Top of DATA FOR THIS EXERCISE
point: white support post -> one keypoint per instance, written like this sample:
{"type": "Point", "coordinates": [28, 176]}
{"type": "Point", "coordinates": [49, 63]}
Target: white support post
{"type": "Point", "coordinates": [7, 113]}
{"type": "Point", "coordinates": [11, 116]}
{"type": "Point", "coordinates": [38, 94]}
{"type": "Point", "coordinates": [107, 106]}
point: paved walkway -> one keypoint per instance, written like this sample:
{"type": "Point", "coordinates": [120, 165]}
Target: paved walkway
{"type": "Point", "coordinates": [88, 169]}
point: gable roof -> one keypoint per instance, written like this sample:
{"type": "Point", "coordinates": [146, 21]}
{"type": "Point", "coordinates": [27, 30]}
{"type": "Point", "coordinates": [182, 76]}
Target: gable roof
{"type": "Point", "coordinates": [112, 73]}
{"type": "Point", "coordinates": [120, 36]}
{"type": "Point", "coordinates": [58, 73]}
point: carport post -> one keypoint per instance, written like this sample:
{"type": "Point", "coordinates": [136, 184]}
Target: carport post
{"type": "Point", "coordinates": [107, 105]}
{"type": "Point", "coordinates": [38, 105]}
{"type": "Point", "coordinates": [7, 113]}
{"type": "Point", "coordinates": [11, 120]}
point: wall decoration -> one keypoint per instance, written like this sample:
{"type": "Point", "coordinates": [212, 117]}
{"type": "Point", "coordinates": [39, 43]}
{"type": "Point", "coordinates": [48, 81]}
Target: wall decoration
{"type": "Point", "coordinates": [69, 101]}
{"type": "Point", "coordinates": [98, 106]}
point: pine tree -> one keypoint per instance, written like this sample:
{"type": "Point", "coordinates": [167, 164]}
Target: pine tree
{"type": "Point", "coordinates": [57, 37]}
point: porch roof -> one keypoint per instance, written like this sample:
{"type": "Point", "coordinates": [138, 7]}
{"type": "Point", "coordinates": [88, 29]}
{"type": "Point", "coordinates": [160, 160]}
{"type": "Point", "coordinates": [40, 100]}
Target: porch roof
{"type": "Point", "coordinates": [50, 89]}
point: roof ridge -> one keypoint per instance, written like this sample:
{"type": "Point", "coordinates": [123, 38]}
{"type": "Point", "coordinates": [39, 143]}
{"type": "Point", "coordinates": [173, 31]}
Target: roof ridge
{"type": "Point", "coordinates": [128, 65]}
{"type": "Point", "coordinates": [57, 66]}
Bottom of DATA FOR THIS EXERCISE
— ACTIVITY —
Only the number should be given: the count of lines above that hold the word "like".

— YOUR SOLUTION —
8